__EXTRAIT À LIRE__
• • • • • • •
Marcel Rozier: Kebir Ouaddar peut remporter les JO de Rio

SPORTS ÉQUESTRES

Au crépuscule de son immense carrière, l’entraîneur emblématique marcel rozier vit une aventure unique aux côtés de l’étoile filante de l’équitation marocaine, abdelkebir ouaddar. Et prend Rendez-vous, à Rio, pour les JEUX?OLYMPIQUES... quarante ans après  sa médaille d'or aux JO de Montréal.

 

Quand on a contacté Marcel Rozier, il préparait le départ de  Quickly de Kreisker et de ses autres chevaux, en direction du Maroc, dans l’optique des trois étapes du Morocco Royal Tour. Marcel Rozier est un homme occuppé. Et cela fait cinquante ans que ça dure. Champion olympique de sauts d’obstacles par équipe, en 1976, aux JO de Montréal, médaillé d’argent dans la même épreuve, aux Jeux Olympiques de Mexico, Marcel Rozier a également entraîné l’équipe de France d’équitation et notamment un des couples mythiques du sport français, Pierre Durand et sa monture, Jappeloup.
• • • • • • •
__MATÉRIEL FOURNI__
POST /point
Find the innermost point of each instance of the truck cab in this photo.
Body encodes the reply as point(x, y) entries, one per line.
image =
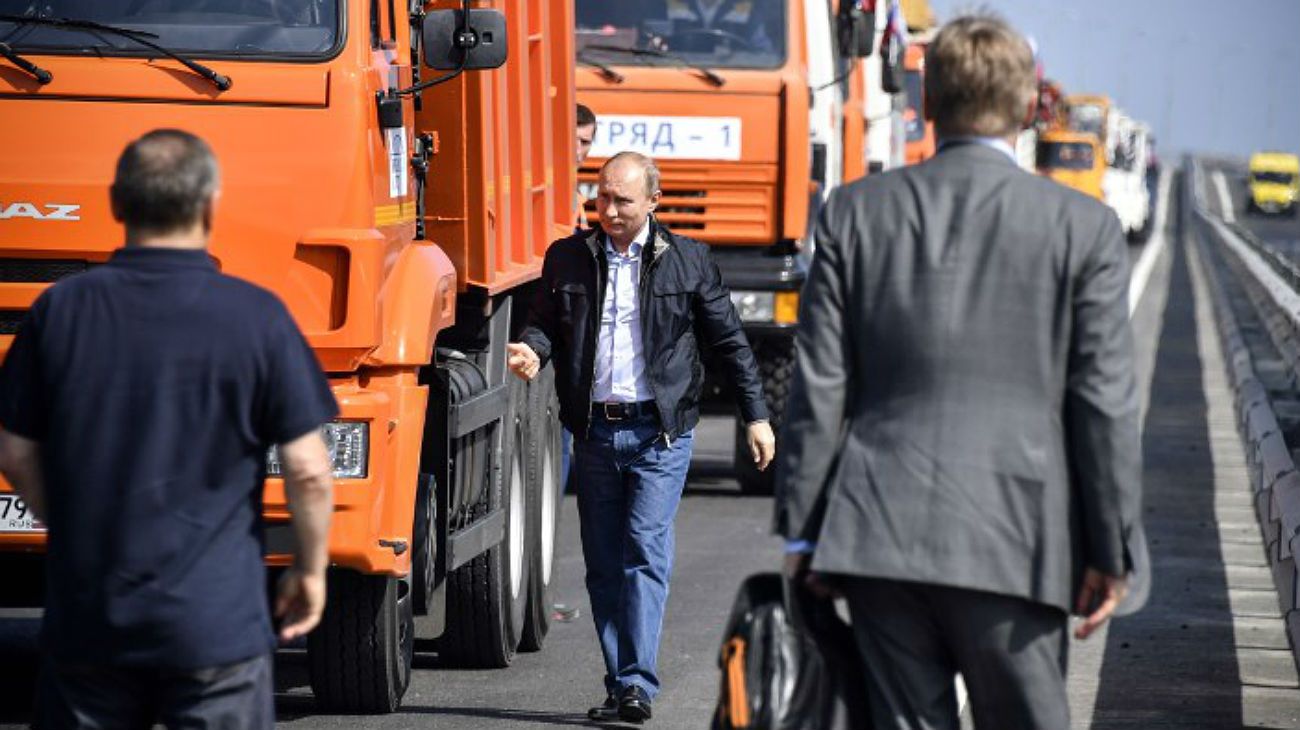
point(744, 112)
point(394, 183)
point(1274, 182)
point(921, 131)
point(1073, 159)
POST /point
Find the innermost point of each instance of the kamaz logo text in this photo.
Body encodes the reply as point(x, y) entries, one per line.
point(47, 212)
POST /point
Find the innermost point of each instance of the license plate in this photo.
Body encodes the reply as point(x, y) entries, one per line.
point(679, 138)
point(14, 516)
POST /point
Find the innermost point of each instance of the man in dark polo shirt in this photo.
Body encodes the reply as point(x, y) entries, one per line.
point(138, 404)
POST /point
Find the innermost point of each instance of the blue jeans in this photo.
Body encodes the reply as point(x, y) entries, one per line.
• • • • • • •
__VOTRE CONSIGNE__
Rédigez la suite de l'article sur Marcel Rozier et le cavalier Abdelkebir Ouaddar, en reprenant juste après sa dernière phrase.

__RÉSULTAT ATTENDU__
Disponible, bienveillant, courtois, Marcel Rozier nous a donné rendez-vous, le lendemain matin. Il a l’élégance aussi immense que le palmarès auquel il espère ajouter quelques lignes depuis qu’il veille à la destinée sportive de l’étoile marocaine de l’équitation, Abdelkebir Ouaddar et de son étalon unique,  Quickly de Kreisker. Douzième pour sa première participation en Coupe du Monde FEI de sauts d'obstacles et de dressage, au printemps dernier, à Lyon, et surtout treizième lors des Jeux Équestres Mondiaux, à Caen, Abdelkebir Ouaddar n’en finit pas de monter dans la hiérarchie des stars de l’équitation mondiale. Atterrissage programmé cet été, à Rio, pour les JO....

 

Cheval du Maroc.- Dans quelles circonstances avez-vous fait la connaissance d’Abdelkebir Ouaddar?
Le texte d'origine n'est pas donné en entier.